Pisa, 12 giugno 2024 – La sostenibilità può arrivare anche nello spazio grazie ad uno studio su nuova classe di veicoli orbitali che per muoversi nello spazio utilizzano propellenti “verdi”. La notizia arriva da uno studio del Dipartimento di Ingegneria Civile e Industriale dell’Università di Pisa pubblicato sulla rivista Acta Astronautica e realizzato nell’ambito di ASCenSIon, un progetto europeo che ha visto la partecipazione di molti partner nazionali e internazionali, tra cui il Politecnico di Milano e Università La Sapienza di Roma in Italia, e numerose altre realtà in Germania, Francia, Belgio e Spagna. La ricerca pubblicata nell’articolo è stata svolta da Alberto Sarritzu sotto la supervisione del professore Angelo Pasini; il team del progetto all’Università di Pisa include anche la dottoranda Lily Blondel-Canepari.

“I nuovi propellenti “verdi” potranno certamente sostituire i propellenti tossici oggi prevalentemente usati – spiega Alberto Sarritzu – Questo permetterà da un lato di migliorare l’efficienza della propulsione e rendere possibili missioni che al momento non lo sono, dall’altro di semplificare le operazioni a terra in preparazione dei veicoli orbitali, che oggi sono lunghe, complicate e costose”.

Lo studio di propellenti verdi è uno sforzo internazionale che va avanti da decenni, con l’Università Pisa che negli anni ha ricoperto un ruolo chiave. I propellenti verdi sono generalmente composti chimici a basso impatto ambientale e tossicità, come acqua ossigenata ad alte concentrazioni o protossido d’azoto, comunemente conosciuto come anestetico. Rientrano tra questi anche il comune cherosene e altri idrocarburi, che rappresentano comunque un enorme passo avanti rispetto ai tradizionali composti utilizzati che invece contengono idrazina o tetrossido di azoto, sostanze estremamente tossiche e dannose per l’ambiente e la salute umana. La gestione di questi componenti è non solo potenzialmente dannosa per il personale coinvolto, ma anche estremamente costosa, per cui il settore da anni cerca di trovare delle valide alternative.

L’Ateneo, nell’ambito del progetto ASCenSIon, si è occupato di studiare sistemi propulsivi compatibili con i propellenti “verdi”. I sistemi propulsivi sono uno degli elementi più cruciali per il corretto funzionamento dei veicoli orbitali ed hanno un ruolo chiave per il successo delle missioni, regolando sia il movimento dei veicoli in orbita che il controllo d’assetto.

“La nuova classe di veicoli spaziali che abbiamo studiato promette di portare innovazioni che possono avere ricadute per tutti noi – sottolinea Angelo Pasini– come ad esempio un accesso più facile e sostenibile allo spazio, la rimozione attiva dei detriti spaziali causati da decenni di utilizzo incontrollato delle nostre orbite e lo sviluppo di nuove missioni per l’esplorazione spaziale”.

* _I tuoi compiti_:
**a.** Duplica senza modifiche il passo dell'articolo sui propellenti verdi da "Lo studio di" a "delle valide alternative.".
**b.** Estrai dall'elenco ogni riga che contiene la stringa "american".

Voci dei dati estratti
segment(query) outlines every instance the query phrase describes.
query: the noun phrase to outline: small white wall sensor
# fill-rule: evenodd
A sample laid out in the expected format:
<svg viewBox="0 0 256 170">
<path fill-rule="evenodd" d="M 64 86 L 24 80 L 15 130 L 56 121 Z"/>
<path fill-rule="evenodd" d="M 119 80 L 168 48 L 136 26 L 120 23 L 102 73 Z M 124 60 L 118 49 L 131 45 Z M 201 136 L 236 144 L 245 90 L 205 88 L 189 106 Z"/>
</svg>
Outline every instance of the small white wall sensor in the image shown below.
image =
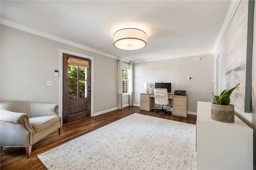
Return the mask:
<svg viewBox="0 0 256 170">
<path fill-rule="evenodd" d="M 59 71 L 58 70 L 54 71 L 54 76 L 58 77 L 59 76 Z"/>
</svg>

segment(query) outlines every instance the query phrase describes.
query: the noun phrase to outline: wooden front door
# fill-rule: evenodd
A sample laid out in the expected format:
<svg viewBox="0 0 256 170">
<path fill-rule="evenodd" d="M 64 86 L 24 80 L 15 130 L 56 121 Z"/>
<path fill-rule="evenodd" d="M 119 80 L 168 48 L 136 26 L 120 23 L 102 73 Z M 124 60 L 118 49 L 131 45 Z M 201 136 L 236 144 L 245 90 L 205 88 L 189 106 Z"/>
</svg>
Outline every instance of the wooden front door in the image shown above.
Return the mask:
<svg viewBox="0 0 256 170">
<path fill-rule="evenodd" d="M 91 60 L 63 53 L 63 121 L 91 116 Z"/>
</svg>

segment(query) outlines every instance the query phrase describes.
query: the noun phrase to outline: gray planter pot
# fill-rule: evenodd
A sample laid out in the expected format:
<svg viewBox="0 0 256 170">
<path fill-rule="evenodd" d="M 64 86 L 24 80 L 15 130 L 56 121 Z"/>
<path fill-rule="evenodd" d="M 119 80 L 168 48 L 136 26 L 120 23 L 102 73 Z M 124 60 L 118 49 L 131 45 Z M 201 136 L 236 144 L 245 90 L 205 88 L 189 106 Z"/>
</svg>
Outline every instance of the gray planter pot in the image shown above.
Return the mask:
<svg viewBox="0 0 256 170">
<path fill-rule="evenodd" d="M 235 120 L 234 105 L 220 105 L 212 103 L 212 119 L 226 123 L 233 123 Z"/>
</svg>

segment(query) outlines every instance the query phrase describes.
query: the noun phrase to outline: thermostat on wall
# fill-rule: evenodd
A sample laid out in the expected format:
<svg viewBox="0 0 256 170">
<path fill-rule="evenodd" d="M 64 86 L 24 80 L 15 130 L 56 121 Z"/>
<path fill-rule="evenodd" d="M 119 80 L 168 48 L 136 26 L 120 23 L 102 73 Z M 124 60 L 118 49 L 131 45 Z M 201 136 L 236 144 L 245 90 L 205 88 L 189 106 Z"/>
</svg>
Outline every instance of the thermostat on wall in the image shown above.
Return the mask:
<svg viewBox="0 0 256 170">
<path fill-rule="evenodd" d="M 54 71 L 54 76 L 58 77 L 59 76 L 59 71 L 58 70 L 55 70 Z"/>
</svg>

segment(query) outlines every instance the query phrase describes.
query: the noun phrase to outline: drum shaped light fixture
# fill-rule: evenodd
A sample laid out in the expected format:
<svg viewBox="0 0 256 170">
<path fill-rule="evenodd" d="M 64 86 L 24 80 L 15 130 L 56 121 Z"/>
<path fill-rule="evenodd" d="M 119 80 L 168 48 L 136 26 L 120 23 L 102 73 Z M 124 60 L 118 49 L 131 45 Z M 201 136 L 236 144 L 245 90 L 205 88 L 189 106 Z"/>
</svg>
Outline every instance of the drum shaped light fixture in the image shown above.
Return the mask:
<svg viewBox="0 0 256 170">
<path fill-rule="evenodd" d="M 114 34 L 114 45 L 124 50 L 136 50 L 144 47 L 147 44 L 147 35 L 136 28 L 124 28 Z"/>
</svg>

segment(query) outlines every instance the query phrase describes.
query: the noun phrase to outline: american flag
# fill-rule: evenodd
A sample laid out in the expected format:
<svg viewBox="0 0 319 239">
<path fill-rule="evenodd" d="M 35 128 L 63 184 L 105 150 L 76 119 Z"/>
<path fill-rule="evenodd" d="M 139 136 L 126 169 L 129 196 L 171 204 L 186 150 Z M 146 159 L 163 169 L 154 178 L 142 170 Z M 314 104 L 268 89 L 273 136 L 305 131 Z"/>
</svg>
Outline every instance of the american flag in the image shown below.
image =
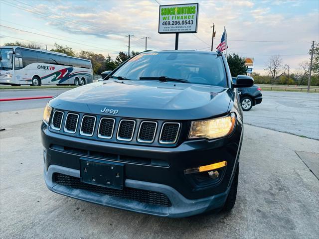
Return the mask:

* _Risultati_:
**a.**
Lo studio di propellenti verdi è uno sforzo internazionale che va avanti da decenni, con l’Università Pisa che negli anni ha ricoperto un ruolo chiave. I propellenti verdi sono generalmente composti chimici a basso impatto ambientale e tossicità, come acqua ossigenata ad alte concentrazioni o protossido d’azoto, comunemente conosciuto come anestetico. Rientrano tra questi anche il comune cherosene e altri idrocarburi, che rappresentano comunque un enorme passo avanti rispetto ai tradizionali composti utilizzati che invece contengono idrazina o tetrossido di azoto, sostanze estremamente tossiche e dannose per l’ambiente e la salute umana. La gestione di questi componenti è non solo potenzialmente dannosa per il personale coinvolto, ma anche estremamente costosa, per cui il settore da anni cerca di trovare delle valide alternative.

**b.**
query: the noun phrase to outline: american flag
Outline every instance of the american flag in the image shown below.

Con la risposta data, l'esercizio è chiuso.